Entries →
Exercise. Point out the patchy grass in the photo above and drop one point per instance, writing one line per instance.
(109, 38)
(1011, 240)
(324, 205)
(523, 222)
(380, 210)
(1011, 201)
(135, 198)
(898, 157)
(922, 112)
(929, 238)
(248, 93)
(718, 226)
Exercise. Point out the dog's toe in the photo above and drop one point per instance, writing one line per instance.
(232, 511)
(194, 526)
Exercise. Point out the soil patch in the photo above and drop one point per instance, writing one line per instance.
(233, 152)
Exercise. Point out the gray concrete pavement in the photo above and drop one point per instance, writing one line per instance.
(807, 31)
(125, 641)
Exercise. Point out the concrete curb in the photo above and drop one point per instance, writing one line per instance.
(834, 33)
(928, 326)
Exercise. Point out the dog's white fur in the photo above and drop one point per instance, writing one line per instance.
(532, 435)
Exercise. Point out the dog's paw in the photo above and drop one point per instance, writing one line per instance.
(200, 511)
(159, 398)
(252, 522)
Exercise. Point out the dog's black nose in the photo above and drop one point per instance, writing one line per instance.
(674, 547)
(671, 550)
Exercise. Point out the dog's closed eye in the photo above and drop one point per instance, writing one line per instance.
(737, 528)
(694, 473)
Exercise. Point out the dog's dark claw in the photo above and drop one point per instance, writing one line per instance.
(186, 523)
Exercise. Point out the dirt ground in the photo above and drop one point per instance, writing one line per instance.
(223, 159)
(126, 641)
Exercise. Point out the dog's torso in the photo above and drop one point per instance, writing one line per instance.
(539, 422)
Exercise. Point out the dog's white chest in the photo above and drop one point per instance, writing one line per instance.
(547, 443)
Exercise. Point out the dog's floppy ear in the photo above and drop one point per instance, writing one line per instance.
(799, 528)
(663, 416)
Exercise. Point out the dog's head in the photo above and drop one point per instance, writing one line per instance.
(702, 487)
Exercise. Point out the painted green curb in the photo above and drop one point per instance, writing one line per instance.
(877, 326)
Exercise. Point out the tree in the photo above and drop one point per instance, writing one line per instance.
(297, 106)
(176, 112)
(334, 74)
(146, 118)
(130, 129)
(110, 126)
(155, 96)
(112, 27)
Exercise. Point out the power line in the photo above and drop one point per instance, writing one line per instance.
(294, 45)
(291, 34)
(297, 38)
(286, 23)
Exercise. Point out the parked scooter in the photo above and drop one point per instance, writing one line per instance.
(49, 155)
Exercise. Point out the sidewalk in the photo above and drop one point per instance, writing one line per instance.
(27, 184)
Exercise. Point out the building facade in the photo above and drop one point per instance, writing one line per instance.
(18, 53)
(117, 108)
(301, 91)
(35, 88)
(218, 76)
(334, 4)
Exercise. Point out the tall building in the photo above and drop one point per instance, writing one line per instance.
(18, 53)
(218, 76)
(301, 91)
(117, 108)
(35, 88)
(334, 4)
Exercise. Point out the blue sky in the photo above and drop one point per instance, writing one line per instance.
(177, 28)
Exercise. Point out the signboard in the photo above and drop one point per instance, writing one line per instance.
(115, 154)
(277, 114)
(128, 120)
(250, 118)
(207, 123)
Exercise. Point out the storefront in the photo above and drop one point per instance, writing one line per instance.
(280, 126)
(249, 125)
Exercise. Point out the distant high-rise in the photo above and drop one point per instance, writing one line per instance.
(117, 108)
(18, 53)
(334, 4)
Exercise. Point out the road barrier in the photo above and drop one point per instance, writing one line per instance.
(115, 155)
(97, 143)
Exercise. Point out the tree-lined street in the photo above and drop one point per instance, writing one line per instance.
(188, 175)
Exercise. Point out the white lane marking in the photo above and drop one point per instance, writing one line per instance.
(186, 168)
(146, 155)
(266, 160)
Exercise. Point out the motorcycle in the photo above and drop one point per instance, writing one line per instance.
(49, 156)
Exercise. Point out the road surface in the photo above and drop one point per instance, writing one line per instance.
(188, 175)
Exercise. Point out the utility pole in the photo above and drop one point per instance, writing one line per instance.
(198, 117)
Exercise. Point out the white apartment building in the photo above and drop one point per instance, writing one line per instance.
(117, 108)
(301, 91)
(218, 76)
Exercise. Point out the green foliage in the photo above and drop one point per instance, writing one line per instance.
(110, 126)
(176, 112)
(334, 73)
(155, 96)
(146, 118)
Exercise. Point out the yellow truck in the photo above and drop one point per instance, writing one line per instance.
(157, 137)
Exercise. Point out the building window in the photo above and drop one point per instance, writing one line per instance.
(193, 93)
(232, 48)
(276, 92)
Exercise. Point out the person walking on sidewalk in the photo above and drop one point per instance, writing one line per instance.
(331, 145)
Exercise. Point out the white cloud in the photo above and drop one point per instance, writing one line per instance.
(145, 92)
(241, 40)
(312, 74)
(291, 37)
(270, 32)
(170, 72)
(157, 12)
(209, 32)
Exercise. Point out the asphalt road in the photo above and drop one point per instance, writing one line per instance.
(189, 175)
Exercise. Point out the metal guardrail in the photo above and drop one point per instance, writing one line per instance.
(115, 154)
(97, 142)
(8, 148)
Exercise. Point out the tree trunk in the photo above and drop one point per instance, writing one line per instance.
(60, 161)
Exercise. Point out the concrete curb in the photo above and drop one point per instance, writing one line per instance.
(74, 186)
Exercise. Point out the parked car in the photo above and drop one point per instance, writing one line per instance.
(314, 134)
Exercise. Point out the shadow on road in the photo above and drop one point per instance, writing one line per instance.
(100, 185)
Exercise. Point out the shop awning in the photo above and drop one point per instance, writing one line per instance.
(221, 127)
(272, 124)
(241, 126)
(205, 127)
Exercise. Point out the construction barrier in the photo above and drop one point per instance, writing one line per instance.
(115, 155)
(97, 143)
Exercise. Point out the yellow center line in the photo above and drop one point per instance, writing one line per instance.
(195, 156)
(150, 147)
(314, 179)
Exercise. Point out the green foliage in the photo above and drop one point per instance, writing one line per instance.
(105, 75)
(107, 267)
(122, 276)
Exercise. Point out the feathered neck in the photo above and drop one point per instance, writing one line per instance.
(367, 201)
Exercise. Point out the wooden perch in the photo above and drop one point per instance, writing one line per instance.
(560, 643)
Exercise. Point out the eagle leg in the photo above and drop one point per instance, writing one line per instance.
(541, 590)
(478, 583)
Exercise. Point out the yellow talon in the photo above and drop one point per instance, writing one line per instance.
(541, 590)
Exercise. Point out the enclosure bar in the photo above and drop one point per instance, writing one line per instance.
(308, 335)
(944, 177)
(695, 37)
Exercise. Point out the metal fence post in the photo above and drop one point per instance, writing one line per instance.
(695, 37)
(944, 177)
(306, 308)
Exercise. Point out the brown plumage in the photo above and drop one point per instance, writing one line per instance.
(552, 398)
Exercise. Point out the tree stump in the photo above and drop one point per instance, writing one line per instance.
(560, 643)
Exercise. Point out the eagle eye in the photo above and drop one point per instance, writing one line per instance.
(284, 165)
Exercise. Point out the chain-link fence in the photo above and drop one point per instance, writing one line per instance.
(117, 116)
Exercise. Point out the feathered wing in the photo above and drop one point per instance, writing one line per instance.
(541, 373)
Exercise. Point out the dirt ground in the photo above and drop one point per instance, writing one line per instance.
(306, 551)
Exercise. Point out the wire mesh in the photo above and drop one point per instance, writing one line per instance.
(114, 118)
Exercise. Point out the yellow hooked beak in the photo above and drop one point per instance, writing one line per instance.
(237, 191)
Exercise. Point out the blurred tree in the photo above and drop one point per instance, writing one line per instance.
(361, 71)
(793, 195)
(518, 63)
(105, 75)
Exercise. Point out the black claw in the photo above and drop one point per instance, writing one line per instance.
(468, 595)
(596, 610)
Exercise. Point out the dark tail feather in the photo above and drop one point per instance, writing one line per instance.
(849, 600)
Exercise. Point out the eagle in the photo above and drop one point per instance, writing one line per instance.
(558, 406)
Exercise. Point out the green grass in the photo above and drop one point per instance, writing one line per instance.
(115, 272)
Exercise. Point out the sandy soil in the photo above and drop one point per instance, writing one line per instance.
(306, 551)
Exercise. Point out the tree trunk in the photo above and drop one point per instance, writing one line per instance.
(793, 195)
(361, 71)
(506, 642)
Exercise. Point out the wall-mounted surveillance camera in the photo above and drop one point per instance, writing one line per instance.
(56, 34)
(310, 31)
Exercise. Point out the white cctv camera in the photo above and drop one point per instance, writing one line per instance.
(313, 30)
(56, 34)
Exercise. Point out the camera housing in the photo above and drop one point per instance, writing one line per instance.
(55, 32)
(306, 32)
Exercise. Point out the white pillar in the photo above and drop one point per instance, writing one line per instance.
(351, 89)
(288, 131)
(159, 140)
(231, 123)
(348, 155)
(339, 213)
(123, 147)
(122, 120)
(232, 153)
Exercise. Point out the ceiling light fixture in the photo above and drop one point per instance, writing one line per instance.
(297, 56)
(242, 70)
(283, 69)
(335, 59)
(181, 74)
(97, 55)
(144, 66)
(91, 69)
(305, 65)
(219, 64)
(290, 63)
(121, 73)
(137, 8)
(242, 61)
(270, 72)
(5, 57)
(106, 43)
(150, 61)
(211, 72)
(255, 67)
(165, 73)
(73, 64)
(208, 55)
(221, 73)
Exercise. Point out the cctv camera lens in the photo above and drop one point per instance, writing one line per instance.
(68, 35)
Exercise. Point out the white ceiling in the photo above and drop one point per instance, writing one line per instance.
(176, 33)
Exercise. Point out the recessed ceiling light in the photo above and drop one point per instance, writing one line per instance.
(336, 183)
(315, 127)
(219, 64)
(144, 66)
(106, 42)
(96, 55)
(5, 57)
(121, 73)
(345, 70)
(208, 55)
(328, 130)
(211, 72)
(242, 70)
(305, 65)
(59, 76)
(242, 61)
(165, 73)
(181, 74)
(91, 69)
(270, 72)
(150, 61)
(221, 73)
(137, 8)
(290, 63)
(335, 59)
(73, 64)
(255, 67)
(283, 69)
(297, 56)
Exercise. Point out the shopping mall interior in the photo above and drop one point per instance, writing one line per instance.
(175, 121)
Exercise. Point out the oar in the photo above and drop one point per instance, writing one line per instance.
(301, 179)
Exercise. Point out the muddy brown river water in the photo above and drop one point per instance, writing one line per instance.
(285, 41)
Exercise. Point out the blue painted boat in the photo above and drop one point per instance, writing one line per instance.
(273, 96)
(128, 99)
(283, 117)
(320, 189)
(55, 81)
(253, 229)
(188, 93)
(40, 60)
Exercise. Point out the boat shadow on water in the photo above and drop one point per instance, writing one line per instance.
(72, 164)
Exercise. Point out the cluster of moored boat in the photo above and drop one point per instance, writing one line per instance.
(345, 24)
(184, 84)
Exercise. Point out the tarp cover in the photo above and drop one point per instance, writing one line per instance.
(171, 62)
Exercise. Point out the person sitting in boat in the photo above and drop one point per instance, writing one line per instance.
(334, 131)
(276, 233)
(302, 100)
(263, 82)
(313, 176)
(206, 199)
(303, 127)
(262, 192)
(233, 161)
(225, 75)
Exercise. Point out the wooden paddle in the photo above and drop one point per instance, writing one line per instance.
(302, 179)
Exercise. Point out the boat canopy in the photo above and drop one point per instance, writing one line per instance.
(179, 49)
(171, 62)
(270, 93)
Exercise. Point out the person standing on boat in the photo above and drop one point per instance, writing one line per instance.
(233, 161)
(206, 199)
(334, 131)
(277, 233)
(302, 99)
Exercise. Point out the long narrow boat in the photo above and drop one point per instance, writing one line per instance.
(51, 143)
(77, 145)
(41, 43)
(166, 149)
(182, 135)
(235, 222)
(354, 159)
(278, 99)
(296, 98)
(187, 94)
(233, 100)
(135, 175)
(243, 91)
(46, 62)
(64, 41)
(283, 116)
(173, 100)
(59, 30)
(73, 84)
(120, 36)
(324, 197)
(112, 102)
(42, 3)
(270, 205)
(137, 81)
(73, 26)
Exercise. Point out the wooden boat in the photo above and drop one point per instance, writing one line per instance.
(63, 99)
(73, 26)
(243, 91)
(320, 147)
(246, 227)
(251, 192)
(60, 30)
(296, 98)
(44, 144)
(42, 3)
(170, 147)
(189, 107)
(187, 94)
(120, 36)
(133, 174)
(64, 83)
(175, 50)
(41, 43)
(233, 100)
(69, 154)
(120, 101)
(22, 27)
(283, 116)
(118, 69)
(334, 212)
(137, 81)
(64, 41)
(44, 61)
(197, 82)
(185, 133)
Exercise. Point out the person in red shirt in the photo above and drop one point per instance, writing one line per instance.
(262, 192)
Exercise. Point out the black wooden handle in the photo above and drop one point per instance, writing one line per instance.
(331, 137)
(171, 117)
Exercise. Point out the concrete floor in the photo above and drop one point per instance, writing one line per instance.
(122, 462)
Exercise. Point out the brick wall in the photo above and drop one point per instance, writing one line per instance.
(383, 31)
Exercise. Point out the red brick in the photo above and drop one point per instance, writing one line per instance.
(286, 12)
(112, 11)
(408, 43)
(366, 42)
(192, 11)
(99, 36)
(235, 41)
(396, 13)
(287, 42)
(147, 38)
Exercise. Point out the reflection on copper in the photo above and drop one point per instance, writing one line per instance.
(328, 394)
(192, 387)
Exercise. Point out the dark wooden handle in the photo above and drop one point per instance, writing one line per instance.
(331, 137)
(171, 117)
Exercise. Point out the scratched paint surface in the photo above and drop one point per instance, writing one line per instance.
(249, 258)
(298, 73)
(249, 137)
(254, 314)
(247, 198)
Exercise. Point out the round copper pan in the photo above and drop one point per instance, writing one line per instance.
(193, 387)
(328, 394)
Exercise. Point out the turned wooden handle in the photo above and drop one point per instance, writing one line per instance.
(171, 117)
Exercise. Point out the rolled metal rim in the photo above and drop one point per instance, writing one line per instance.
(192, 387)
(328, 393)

Your objective →
Everything from the line containing "Exercise. Point out the brick" to the end of the records must be written out exactly; include both of those lines and no others.

Solution for this exercise →
Exercise. Point out the brick wall in the photo above and drop one point per instance, writing one line per instance.
(383, 31)
Exercise. Point out the red brick in the photo above and drop one point per instance, writing one line per instance.
(286, 12)
(112, 11)
(408, 43)
(366, 42)
(192, 11)
(99, 36)
(235, 41)
(396, 13)
(287, 42)
(147, 38)
Exercise. Point out the reflection on copper in the photo above and drop one point per instance, writing one line per instance.
(328, 394)
(192, 387)
Exercise. Point out the dark wooden handle in the photo above and drop one point per instance, writing one line per instance.
(331, 137)
(171, 117)
Exercise. Point out the scratched paint surface in the photo above and drop one point per instance, writing one line per instance.
(249, 258)
(298, 73)
(249, 137)
(254, 314)
(247, 198)
Exercise. Point out the round copper pan in the photo above and drop one point per instance, writing one line per instance.
(193, 387)
(328, 394)
Exercise. Point out the turned wooden handle in the photo above and drop one point per instance, writing one line per instance.
(171, 117)
Exercise. Point out the rolled metal rim in the photo above and drop one point per instance, writing one line per instance.
(192, 387)
(328, 393)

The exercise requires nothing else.